— Exercise instructions —
Turn the part of the listing that starts with the line containing "Mark every instance of the cab" and runs through the end of the listing into a Markdown table with the columns Row and Line, numbering each line and leaving out blank lines.

Records from a point labeling set
____________________
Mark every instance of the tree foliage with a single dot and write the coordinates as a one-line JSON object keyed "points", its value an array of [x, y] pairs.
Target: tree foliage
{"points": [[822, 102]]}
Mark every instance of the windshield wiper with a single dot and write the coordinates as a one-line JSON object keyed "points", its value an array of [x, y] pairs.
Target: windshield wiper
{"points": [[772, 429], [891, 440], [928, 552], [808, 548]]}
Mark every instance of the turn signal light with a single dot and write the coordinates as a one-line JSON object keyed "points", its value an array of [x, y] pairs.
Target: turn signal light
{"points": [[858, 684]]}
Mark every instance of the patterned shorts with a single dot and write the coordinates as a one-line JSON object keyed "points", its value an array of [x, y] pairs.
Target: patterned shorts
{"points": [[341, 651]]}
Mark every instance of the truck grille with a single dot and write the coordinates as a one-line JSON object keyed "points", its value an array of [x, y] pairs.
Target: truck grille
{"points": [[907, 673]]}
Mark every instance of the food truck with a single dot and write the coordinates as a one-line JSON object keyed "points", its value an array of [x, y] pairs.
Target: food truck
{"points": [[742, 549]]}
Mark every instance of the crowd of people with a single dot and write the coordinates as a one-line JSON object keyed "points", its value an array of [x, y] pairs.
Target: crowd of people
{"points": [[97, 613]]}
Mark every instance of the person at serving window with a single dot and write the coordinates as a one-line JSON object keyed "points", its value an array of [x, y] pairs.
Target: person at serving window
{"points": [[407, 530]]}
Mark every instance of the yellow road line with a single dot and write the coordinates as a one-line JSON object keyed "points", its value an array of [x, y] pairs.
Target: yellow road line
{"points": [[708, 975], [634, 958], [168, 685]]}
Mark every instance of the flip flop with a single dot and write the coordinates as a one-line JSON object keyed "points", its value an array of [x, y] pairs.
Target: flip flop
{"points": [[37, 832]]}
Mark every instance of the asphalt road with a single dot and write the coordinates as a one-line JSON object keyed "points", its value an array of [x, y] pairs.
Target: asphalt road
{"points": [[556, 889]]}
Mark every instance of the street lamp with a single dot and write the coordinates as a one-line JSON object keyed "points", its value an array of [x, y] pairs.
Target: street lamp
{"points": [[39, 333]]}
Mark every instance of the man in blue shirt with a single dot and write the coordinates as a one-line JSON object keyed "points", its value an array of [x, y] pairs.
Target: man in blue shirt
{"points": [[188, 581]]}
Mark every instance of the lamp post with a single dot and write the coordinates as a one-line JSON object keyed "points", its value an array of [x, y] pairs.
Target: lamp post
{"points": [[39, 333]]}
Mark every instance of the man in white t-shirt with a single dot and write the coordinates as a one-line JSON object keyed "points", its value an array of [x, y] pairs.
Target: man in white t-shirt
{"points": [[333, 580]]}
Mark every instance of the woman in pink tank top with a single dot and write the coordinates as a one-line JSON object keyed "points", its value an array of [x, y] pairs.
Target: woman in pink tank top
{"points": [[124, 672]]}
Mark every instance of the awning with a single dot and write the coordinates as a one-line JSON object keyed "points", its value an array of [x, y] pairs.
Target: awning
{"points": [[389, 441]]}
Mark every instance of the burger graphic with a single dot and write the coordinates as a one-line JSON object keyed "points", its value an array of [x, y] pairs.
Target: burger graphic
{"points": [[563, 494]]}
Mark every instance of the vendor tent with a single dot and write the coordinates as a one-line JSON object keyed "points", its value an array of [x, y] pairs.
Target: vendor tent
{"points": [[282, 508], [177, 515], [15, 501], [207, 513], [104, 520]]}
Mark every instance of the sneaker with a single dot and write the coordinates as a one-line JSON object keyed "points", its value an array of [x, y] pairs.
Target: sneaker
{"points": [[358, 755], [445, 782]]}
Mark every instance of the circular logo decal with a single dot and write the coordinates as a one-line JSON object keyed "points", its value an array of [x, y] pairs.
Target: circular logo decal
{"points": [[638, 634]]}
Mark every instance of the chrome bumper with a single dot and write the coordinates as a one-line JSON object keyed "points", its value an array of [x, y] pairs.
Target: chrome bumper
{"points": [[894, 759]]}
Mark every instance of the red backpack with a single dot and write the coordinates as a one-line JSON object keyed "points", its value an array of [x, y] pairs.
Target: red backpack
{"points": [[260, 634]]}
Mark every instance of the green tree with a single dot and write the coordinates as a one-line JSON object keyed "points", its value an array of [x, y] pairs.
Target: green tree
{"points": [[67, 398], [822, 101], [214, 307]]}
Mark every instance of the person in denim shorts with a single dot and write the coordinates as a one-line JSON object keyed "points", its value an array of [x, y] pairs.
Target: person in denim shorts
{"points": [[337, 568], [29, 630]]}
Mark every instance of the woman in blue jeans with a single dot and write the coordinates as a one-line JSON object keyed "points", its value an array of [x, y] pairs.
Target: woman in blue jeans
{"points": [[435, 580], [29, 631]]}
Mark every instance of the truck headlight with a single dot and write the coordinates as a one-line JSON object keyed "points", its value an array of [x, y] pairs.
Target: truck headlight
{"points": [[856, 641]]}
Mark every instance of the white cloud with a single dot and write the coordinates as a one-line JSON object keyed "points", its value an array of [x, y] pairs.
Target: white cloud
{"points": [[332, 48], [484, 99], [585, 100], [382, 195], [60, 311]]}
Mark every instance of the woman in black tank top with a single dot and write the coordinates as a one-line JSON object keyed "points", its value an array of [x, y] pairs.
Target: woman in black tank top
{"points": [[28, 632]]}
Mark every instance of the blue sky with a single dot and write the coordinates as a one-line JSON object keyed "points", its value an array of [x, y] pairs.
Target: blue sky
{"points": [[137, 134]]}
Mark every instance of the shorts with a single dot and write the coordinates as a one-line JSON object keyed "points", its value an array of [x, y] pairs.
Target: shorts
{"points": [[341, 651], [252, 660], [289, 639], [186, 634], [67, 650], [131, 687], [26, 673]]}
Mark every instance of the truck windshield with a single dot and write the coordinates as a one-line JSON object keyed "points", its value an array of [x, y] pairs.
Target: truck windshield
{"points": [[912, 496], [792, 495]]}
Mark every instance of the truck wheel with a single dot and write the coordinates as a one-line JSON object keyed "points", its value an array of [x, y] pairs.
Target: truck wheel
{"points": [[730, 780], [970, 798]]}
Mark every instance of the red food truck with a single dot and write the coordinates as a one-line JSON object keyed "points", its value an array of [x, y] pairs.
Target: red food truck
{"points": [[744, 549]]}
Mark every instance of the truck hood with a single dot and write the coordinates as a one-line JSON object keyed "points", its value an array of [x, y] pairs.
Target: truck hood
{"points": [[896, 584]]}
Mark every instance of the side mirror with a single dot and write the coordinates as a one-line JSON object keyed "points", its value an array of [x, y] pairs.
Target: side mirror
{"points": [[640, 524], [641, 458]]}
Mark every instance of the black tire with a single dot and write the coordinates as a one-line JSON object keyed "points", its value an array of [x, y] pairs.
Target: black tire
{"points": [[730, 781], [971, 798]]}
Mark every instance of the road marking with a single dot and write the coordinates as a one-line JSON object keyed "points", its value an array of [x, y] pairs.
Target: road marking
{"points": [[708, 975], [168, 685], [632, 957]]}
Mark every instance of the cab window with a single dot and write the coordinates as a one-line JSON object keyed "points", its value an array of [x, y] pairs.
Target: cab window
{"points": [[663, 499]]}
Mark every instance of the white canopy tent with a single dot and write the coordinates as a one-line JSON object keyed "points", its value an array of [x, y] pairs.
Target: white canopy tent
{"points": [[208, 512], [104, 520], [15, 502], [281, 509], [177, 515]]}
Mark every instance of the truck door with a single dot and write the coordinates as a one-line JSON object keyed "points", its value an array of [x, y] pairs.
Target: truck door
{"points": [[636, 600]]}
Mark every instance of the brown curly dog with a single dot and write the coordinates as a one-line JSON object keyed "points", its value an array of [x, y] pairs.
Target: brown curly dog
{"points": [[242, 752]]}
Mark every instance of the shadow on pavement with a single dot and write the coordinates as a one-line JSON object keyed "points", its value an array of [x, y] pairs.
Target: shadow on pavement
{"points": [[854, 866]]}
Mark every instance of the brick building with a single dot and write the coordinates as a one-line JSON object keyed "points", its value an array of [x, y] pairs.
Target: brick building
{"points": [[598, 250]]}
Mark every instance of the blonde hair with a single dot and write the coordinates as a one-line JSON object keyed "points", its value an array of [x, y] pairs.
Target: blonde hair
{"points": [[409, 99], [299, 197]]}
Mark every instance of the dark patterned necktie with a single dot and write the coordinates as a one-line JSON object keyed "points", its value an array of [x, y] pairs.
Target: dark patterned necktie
____________________
— Output for this exercise —
| Row | Line |
|---|---|
| 1 | Mark every instance of the cab window with a single dot and write the coordinates as a one-line JSON object keyed "points", its value an array of [x, y] pairs. |
| 2 | Target: cab window |
| 3 | {"points": [[663, 499]]} |
| 4 | Mark every instance of the white canopy tent with a single dot and write the coordinates as a one-line JSON object keyed "points", its value an array of [x, y] pairs. |
| 5 | Target: white canopy tent |
| 6 | {"points": [[208, 512], [104, 520], [15, 502], [281, 509], [177, 515]]} |
| 7 | Mark every instance of the truck door with a single dot and write the coordinates as a one-line JSON object keyed "points", its value an array of [x, y] pairs. |
| 8 | Target: truck door |
| 9 | {"points": [[636, 600]]} |
| 10 | Mark every instance of the brown curly dog with a single dot and write the coordinates as a one-line JSON object keyed "points", its value an array of [x, y] pairs. |
| 11 | Target: brown curly dog |
| 12 | {"points": [[242, 752]]} |
| 13 | Mark every instance of the shadow on pavement with a single dot and write the coordinates as a one-line JSON object keyed "points", its value an array of [x, y] pairs. |
| 14 | Target: shadow on pavement |
| 15 | {"points": [[854, 866]]} |
| 16 | Mark every instance of the brick building with a single dot and write the coordinates as a one-line JSON object keyed "points", its value an array of [x, y] pairs. |
| 17 | Target: brick building |
| 18 | {"points": [[598, 250]]} |
| 19 | Mark every instance of the blonde hair with a single dot and write the coordinates as a one-line JSON object keyed "points", its value an array of [x, y] pairs. |
| 20 | Target: blonde hair |
| 21 | {"points": [[409, 99], [299, 197]]} |
| 22 | Mark every instance of the dark patterned necktie with a single dot and write the coordinates as a one-line JSON object keyed "points", its value an array of [x, y] pairs. |
| 23 | Target: dark patterned necktie |